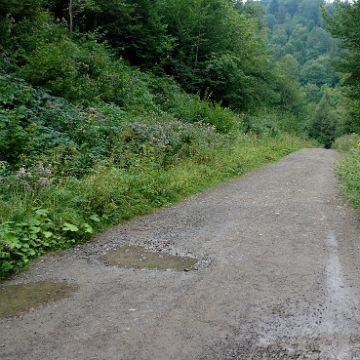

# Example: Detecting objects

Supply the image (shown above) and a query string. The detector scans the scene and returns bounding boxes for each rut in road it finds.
[0,149,360,360]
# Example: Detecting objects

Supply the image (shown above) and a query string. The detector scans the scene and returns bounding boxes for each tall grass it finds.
[334,134,360,212]
[0,130,308,277]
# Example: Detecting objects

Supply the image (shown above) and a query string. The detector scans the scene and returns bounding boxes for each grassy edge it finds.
[0,135,312,278]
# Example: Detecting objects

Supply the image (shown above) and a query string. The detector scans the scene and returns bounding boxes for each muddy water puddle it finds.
[99,245,198,271]
[0,281,79,319]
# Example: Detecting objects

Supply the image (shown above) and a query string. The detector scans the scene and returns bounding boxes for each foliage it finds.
[0,132,307,277]
[322,1,360,131]
[337,135,360,217]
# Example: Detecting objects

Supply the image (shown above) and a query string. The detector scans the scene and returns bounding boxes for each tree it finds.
[269,0,279,16]
[300,57,339,88]
[278,54,305,115]
[322,1,360,132]
[309,87,339,148]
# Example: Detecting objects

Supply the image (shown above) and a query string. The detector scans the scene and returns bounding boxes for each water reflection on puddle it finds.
[99,245,198,271]
[0,281,79,319]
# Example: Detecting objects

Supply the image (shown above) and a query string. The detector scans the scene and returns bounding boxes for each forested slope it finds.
[0,0,357,276]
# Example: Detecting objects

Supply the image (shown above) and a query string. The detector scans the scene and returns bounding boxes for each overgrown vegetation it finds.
[0,0,356,277]
[334,134,360,215]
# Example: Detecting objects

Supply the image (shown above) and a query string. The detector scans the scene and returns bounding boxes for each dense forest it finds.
[0,0,360,276]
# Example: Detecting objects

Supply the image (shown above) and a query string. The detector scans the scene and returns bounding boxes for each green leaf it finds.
[62,222,79,232]
[82,223,94,234]
[35,209,49,216]
[89,214,100,222]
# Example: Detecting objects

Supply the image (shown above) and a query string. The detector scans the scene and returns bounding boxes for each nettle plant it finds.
[0,161,97,278]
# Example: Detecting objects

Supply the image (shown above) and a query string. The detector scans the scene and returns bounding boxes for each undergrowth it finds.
[0,130,305,277]
[0,31,314,278]
[334,134,360,213]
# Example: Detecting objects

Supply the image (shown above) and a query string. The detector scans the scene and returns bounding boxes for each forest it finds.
[0,0,360,278]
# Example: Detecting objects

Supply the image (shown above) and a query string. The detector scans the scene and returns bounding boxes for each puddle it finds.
[99,245,198,271]
[0,281,79,319]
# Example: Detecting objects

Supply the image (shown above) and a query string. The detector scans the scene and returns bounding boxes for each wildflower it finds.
[37,178,52,186]
[15,167,32,179]
[39,161,51,176]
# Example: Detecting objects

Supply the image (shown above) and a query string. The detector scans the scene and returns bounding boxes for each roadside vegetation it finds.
[0,0,358,278]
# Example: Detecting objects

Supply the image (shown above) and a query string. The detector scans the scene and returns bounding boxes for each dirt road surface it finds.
[0,149,360,360]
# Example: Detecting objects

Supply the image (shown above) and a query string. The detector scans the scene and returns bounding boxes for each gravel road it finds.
[0,149,360,360]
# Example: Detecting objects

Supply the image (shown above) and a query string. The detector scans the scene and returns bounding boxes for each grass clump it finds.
[335,134,360,211]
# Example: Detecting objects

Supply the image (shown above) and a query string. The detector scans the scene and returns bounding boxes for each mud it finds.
[0,149,360,360]
[0,281,79,319]
[99,245,198,271]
..............................
- _Work instructions_
Please find each line in the records above that contains the string "vegetation" and copy those lines out. Case counts.

- _Written answer_
Supply the image (shown above) and a query string. The detector scans the scene and returns bounding boxes for each overgrown vegetation it finds.
Supply the image (shown above) and a query string. The detector scans the scene and returns bounding boxes for each roadside vegetation it finds.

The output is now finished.